■ **Testo fornito**
Secondo Laura Cavatorta, co-coordinatrice del Reflection Group, il “fenomeno della violenza di genere è già nei radar del cda. Possiamo contare su diversi strumenti come il codice etico dove si sancisce la tolleranza zero nei confronti delle discriminazioni o le policy in tema di diversity e inclusion o il whistleblowing. Ma è sufficiente? La risposta è no. I governi e le istituzioni sovranazionali hanno individuato il mondo del business, le aziende e i luoghi di lavoro anche come motori di cambiamento sociale e culturale di una potenza incredibile. Ed ecco che i cda possono e devono svolgere un ruolo attivo mettendo in campo azioni e iniziative che vadano oltre la mera compliance”.
“Un impegno che deve coinvolgere – secondo quanto affermato da Sara Fornasiero, coordinatrice RG Donne, Diversity, Disruption – tutte le realtà produttive, a prescindere dalle dimensioni e dall’essere quotate o meno. E l’impulso non può che venire dai board e in particolare dagli indipendenti”.

■ **Dati grezzi**

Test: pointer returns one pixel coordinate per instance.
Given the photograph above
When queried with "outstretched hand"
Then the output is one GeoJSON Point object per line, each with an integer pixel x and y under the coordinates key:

■ **Il tuo compito**
Prosegui il testo sulla violenza di genere e sul ruolo dei consigli di amministrazione, ripartendo subito dopo la sua ultima frase.

■ **Esercizio svolto**
Un esempio tangibile di quanto il nodo sia culturale e di come una buona prassi possa uscire dai confini aziendali, è rappresentato dall’impegno di Bricoman Italia per il rispetto della parità di genere e di ogni forma di diversity. Nel corso dell’incontro ne ha parlato il ceo, Maria Tamborra. “La nostra azienda – racconta – si rivolge a una clientela puramente maschile ma il nostro team di collaboratori è caratterizzato da una perfetta parità di genere. Per questo motivo ci siamo dotati di un organismo di sorveglianza che monitora l’applicazione del modello organizzativo derivante dalla legge 231. Inoltre abbiamo ideato un percorso formativo sul codice etico erogato al 100% del personale spiegando quali siano le regole di comportamento da adottare e cosa sia una molestia. Partiamo dall’assunto che conoscere ci rende consapevoli e che quanto appreso in azienda avrà ripercussioni positive anche al di fuori. Inoltre l’azienda ha attivato un portale di segnalazioni: nel 2021 abbiamo registrato 7 segnalazioni di molestie e preso anche severi provvedimenti arrivando a dei licenziamenti. Nel 2022 stiamo pensando di creare un comitato etico con referenti antimolestie e anticorruzione e di lanciare una campagna di comunicazione interna per sensibilizzare ulteriormente sulla parità di genere. Già nei nostri negozi c’è una panchina rossa nella zona fumatori con un bel 1522 riportato sopra”.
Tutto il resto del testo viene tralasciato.